What you should do
As you work through the listing, transcribe every line exactly as it reads.

Supplied data
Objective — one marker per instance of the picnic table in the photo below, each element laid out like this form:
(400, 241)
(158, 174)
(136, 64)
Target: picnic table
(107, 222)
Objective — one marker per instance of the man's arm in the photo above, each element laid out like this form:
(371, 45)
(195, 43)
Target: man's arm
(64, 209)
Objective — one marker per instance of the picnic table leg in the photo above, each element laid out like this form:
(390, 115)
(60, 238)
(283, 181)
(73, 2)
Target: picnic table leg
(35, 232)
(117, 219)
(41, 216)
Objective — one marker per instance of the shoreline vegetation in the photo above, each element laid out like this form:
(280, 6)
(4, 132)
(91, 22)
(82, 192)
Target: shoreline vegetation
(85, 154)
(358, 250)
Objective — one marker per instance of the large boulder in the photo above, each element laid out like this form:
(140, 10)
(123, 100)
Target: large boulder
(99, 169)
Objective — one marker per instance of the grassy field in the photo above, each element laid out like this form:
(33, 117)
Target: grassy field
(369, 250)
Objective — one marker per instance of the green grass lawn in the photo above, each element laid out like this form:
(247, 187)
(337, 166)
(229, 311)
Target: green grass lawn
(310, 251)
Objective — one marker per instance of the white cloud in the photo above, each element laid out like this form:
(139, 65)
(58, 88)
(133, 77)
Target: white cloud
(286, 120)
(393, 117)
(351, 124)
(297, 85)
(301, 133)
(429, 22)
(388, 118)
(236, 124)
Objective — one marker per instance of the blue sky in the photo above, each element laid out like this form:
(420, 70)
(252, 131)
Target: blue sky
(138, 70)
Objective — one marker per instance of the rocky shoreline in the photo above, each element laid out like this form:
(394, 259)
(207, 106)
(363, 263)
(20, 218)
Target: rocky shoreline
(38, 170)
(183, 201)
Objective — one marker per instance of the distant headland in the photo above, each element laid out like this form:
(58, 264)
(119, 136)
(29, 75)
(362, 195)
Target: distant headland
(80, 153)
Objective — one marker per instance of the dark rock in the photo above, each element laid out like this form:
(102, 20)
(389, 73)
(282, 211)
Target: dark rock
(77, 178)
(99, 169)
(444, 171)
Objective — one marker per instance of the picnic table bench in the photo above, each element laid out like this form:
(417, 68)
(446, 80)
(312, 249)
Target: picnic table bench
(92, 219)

Answer
Objective — one marker per instance of the picnic table in the photo below, each element laid out like this form:
(400, 241)
(158, 174)
(136, 64)
Target: picnic table
(107, 222)
Objective — one marker per instance of the man's arm in the photo above, each element laid out like this form:
(371, 45)
(195, 43)
Target: man's arm
(64, 209)
Objective — one marker per instance of the picnic table leg in the photo above, each element laid out like this form:
(390, 115)
(60, 238)
(283, 181)
(73, 2)
Target: picnic table leg
(35, 232)
(117, 219)
(41, 216)
Objective — one marker per instance of the shoreline vegetation in the photo above, each element laid out like this form:
(280, 6)
(4, 132)
(91, 22)
(82, 192)
Target: shoreline vegetation
(85, 154)
(358, 250)
Objective — one marker per instance of the large boulder in the photo above, each element laid out like this form:
(140, 10)
(123, 100)
Target: large boulder
(99, 169)
Objective — one marker per instance of the grassy field in the photo above, each element laid out like this form:
(33, 117)
Target: grassy field
(369, 250)
Objective — one marker per instance of the green grass lawn in the photo above, each element laid out like this form:
(247, 187)
(337, 166)
(229, 311)
Target: green grass lawn
(310, 251)
Objective — one marker per instance of the white cloud in the photo above, each element laid out like this form:
(139, 65)
(58, 88)
(133, 77)
Target: white cloud
(286, 120)
(393, 117)
(351, 124)
(297, 85)
(301, 133)
(429, 22)
(388, 118)
(236, 124)
Objective — one marker per instance of the blue sky in the photo above, each element laid out like this form:
(420, 70)
(252, 131)
Target: blue sky
(138, 70)
Objective — one marker per instance of the rocky shoreline in the photo above, each element laid out like this form:
(394, 259)
(207, 106)
(363, 263)
(20, 218)
Target: rocky shoreline
(38, 170)
(183, 201)
Objective — one marker per instance of the distant headland in the photo above, each element laid out like this form:
(58, 264)
(119, 136)
(29, 75)
(362, 195)
Target: distant headland
(80, 153)
Objective — one marker per instance of the dark rock in the photo above, each element laid out like this form:
(102, 20)
(389, 73)
(282, 211)
Target: dark rock
(77, 178)
(99, 169)
(444, 171)
Objective — one marker per instance of the picnic table bench in the photo above, each element laid out like this form:
(417, 68)
(446, 80)
(312, 249)
Target: picnic table bench
(92, 219)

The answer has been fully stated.